**BRIEF:** Write the next part of the mathematical proof text, starting right after its last sentence.

**TEXT:**
------------------------------

Here \(C_2=\max \{c^{-1}\mu ^{\mu },c^{-1}\}\) and \(C_3 = 2c^{-1}C(\alpha ,q)\) from the fact \(\max _{x\ge 0}\{x^\mu e^{-\delta x}\}\le \mu ^\mu \delta ^{-\mu }\). Now choosing a very large N, summing all inequalities together we obtain that

$$\begin{aligned} \sum _{u\ge q}^N (u!)^{-\alpha }|H^{(u)}|_{re^{-\delta }} \le&C_2 \delta ^{-\mu } \sum _{u\ge q}^N (u!)^{-\alpha } |G^{(u)}|_{r} \\&+\, C_3r^{-1}e^{\delta }\left( \sum _{u\ge q}^N |F^{(u)}|_{re^{-\delta },\alpha }\right) \left( \sum _{u\ge q}^N |H^{(u)}|_{re^{-\delta },\alpha }\right) \\ \le&C_2 \delta ^{-\mu } \sum _{u\ge q}^N (u!)^{-\alpha } |G^{(u)}|_{r} + C_3r^{-1}e^{\delta }|{{\hat{F}}}|_{re^{-\delta },\alpha }\left( \sum _{u\ge q}^N |H^{(u)}|_{re^{-\delta },\alpha }\right) . \end{aligned}$$

Note that we have \(\delta >0\) for \(\mu >0\) and \(\delta =0\) for \(-1<\mu \le 0\). If we make \(0^\mu =1\), then it leads to the same expression. Making \(N\rightarrow \infty \), we get that \( |H|_{\alpha ,re^{-\delta }} \le 2C_2 \delta ^{-\mu } |G|_{r,\alpha }\), when \(2C_3r^{-1}e^\delta |{{\hat{F}}}|_{re^{-\delta },\alpha }< 1\). This completes the proof. \(\square \)

------------------------------

**DATA SECTION:**
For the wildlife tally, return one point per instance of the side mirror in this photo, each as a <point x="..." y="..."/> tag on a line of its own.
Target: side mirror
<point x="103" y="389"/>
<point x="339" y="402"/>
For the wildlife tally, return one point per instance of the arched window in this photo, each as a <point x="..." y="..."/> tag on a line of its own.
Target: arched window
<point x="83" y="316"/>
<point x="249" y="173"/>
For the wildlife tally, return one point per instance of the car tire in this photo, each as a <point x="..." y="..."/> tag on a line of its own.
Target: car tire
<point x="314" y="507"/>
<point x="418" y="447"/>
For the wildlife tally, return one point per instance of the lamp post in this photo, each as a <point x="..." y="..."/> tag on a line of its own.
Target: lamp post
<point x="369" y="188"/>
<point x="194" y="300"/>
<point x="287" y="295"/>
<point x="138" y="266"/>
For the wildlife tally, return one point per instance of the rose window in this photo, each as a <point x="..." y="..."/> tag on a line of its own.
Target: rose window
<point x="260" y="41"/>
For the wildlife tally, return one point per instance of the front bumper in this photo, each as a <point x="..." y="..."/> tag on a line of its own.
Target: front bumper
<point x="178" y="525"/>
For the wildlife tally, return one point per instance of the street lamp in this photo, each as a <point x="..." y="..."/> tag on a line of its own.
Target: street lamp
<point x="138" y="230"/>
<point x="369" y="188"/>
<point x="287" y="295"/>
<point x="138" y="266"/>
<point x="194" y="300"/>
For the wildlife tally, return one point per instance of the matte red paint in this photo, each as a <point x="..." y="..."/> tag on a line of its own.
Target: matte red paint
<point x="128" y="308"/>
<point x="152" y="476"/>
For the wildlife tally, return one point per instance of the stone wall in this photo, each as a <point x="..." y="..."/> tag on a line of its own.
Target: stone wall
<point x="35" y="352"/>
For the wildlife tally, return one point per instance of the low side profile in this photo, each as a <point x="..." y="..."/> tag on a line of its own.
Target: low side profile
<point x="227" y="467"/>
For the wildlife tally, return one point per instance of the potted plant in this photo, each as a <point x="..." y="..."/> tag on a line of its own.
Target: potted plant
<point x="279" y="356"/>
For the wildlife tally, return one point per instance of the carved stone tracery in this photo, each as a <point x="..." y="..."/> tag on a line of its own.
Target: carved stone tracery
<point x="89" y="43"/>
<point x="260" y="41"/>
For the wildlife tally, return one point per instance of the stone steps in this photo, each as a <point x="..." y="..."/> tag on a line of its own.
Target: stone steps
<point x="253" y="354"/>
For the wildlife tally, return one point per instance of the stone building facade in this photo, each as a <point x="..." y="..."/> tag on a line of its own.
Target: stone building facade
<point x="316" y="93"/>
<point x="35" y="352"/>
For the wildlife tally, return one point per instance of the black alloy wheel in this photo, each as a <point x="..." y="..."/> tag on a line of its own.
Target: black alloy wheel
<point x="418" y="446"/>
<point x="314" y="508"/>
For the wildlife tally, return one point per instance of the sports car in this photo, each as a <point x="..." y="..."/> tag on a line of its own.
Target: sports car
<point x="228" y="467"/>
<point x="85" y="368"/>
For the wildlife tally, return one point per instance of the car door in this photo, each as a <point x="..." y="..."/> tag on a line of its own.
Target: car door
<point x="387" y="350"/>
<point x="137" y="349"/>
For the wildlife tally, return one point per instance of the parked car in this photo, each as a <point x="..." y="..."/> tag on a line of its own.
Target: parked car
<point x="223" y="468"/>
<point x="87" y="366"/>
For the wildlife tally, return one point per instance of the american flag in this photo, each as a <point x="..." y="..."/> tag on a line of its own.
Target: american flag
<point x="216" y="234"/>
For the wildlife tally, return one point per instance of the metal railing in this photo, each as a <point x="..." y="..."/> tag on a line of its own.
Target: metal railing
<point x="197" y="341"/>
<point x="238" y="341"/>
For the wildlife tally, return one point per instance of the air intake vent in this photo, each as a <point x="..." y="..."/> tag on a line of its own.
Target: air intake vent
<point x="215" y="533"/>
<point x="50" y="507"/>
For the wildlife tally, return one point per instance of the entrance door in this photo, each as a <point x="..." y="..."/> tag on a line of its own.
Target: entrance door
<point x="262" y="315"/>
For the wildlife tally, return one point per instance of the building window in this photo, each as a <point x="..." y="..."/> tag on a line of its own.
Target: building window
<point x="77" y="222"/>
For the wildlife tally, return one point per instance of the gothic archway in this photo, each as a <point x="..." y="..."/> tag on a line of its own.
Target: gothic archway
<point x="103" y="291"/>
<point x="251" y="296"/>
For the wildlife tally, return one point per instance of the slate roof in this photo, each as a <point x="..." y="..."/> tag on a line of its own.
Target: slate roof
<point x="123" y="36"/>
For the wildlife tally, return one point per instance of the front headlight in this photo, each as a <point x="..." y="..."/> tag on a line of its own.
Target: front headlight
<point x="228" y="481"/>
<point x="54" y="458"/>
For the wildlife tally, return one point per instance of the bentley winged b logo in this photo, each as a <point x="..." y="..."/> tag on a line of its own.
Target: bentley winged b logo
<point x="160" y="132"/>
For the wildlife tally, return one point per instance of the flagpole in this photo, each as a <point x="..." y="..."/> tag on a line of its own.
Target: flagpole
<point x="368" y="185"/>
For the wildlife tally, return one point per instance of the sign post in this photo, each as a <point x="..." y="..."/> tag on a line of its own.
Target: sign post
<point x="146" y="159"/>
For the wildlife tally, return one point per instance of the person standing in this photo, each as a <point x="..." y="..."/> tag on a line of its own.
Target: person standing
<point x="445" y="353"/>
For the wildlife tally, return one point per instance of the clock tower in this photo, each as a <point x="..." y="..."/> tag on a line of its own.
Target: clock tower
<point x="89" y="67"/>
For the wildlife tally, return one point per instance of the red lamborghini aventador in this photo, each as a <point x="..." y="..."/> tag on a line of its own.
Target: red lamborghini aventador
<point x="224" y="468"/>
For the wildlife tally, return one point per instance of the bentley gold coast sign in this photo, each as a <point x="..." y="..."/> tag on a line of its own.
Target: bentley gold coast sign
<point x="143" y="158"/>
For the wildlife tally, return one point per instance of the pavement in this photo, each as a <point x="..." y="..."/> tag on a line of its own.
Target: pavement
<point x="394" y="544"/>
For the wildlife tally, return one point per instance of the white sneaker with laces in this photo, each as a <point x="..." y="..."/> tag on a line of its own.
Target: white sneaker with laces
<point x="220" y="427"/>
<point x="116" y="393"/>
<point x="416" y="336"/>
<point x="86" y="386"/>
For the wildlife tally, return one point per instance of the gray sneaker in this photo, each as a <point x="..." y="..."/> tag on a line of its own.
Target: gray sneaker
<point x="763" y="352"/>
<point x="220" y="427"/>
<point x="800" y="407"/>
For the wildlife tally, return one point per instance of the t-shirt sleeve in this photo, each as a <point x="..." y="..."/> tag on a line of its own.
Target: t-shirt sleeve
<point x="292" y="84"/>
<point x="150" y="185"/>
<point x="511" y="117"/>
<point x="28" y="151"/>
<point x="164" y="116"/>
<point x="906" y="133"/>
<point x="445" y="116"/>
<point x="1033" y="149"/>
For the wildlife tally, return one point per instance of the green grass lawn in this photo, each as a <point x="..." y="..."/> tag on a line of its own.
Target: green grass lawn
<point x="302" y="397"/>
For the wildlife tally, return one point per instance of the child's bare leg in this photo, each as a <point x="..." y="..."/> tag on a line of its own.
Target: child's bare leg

------------------------------

**OUTPUT FOR THIS EXERCISE:**
4 KAM methods and contracting mapping principle in the formal Gevrey normalization

In this part, we use KAM steps and Contracting Mapping Principle to detect formal Gevrey normalization for \(\mu <0\) and \(\mu \ge 0\), respectively. Here we follow the scheme as shown in [3] (pp. 70–72) and [4] (pp. 52–56) by some modifications due to our case.

First we take the case \(\mu \ge 0\) into account.

Consider the system

$$\begin{aligned} \dot{x} = Dx+ f(x) = Dx+f_r(x)+f_{nr}(x), \end{aligned}$$
(8)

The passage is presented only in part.